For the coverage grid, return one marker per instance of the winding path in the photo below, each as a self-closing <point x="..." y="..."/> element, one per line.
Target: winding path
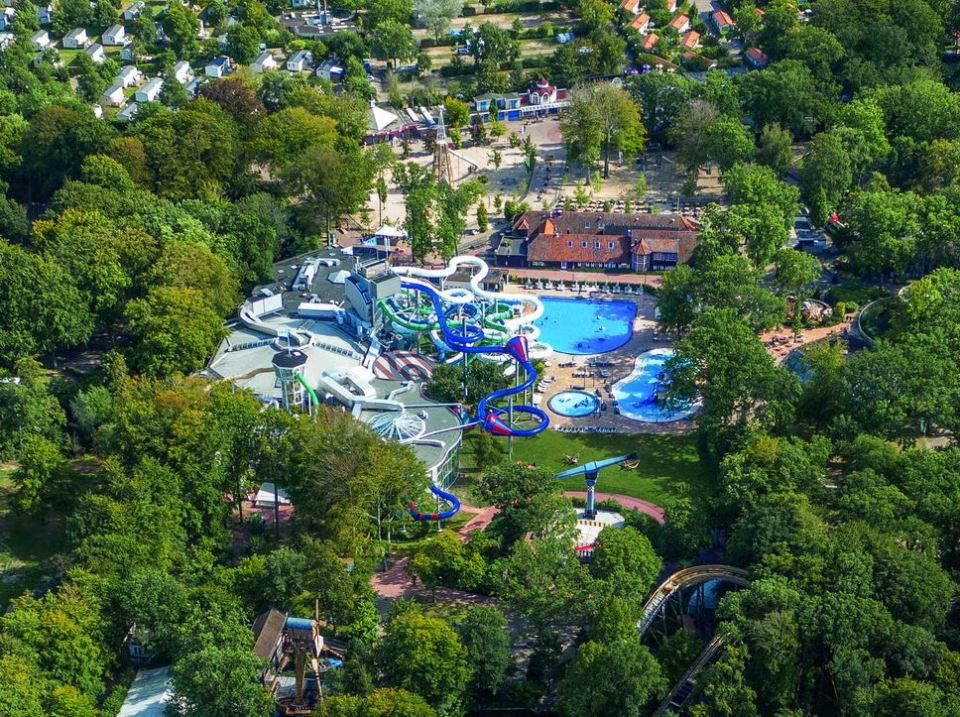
<point x="397" y="582"/>
<point x="651" y="509"/>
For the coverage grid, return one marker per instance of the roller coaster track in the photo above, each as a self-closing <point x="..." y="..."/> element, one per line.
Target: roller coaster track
<point x="686" y="690"/>
<point x="685" y="578"/>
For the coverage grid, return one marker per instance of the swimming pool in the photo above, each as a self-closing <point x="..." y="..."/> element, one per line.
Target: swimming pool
<point x="585" y="326"/>
<point x="635" y="393"/>
<point x="573" y="404"/>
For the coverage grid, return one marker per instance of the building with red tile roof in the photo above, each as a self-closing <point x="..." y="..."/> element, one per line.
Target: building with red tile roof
<point x="690" y="40"/>
<point x="640" y="22"/>
<point x="650" y="41"/>
<point x="680" y="23"/>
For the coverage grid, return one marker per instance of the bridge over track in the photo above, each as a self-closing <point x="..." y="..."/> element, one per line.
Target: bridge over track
<point x="686" y="578"/>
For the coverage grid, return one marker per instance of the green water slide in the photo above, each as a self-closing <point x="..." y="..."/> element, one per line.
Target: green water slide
<point x="406" y="323"/>
<point x="314" y="401"/>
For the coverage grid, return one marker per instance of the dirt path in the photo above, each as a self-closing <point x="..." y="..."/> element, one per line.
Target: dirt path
<point x="651" y="509"/>
<point x="396" y="582"/>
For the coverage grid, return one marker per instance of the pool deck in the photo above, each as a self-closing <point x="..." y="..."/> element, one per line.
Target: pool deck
<point x="623" y="359"/>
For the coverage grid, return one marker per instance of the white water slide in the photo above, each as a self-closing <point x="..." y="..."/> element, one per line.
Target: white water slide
<point x="522" y="324"/>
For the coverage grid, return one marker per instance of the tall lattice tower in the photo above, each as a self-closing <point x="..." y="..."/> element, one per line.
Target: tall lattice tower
<point x="441" y="154"/>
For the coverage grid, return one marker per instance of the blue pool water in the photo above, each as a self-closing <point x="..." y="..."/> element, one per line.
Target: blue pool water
<point x="585" y="326"/>
<point x="634" y="394"/>
<point x="573" y="403"/>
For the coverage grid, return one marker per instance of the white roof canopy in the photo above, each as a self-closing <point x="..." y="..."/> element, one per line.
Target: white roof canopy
<point x="382" y="118"/>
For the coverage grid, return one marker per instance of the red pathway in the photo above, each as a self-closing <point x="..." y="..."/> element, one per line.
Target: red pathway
<point x="651" y="509"/>
<point x="397" y="582"/>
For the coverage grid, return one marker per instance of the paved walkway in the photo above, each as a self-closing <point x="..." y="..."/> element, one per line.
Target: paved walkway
<point x="396" y="582"/>
<point x="781" y="349"/>
<point x="651" y="509"/>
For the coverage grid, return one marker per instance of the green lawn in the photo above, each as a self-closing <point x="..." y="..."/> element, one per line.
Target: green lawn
<point x="25" y="546"/>
<point x="669" y="465"/>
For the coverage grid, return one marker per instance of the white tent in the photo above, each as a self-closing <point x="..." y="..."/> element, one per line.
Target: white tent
<point x="382" y="118"/>
<point x="390" y="232"/>
<point x="265" y="496"/>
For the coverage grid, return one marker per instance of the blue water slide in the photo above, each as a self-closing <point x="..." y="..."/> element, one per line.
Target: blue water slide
<point x="444" y="515"/>
<point x="464" y="338"/>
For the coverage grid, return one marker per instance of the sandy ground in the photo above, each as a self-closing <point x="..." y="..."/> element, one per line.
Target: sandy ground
<point x="510" y="180"/>
<point x="779" y="343"/>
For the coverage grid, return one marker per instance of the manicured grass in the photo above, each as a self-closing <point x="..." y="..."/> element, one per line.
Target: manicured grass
<point x="669" y="465"/>
<point x="25" y="545"/>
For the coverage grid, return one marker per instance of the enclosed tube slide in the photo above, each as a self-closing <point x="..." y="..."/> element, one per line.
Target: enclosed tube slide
<point x="464" y="339"/>
<point x="444" y="515"/>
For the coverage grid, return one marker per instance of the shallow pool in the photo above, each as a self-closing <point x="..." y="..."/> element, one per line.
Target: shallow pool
<point x="574" y="403"/>
<point x="585" y="326"/>
<point x="635" y="393"/>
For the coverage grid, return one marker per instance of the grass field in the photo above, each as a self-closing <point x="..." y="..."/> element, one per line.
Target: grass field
<point x="669" y="465"/>
<point x="26" y="547"/>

The task: Copy verbatim the listing text that begins at the line containing "of the grass" and continues through the end of the listing.

Right answer:
For the coverage grid, return one marker per instance of the grass field in the photo above, each as a self-closing <point x="..." y="..."/> element, one per line.
Target: grass field
<point x="669" y="465"/>
<point x="26" y="547"/>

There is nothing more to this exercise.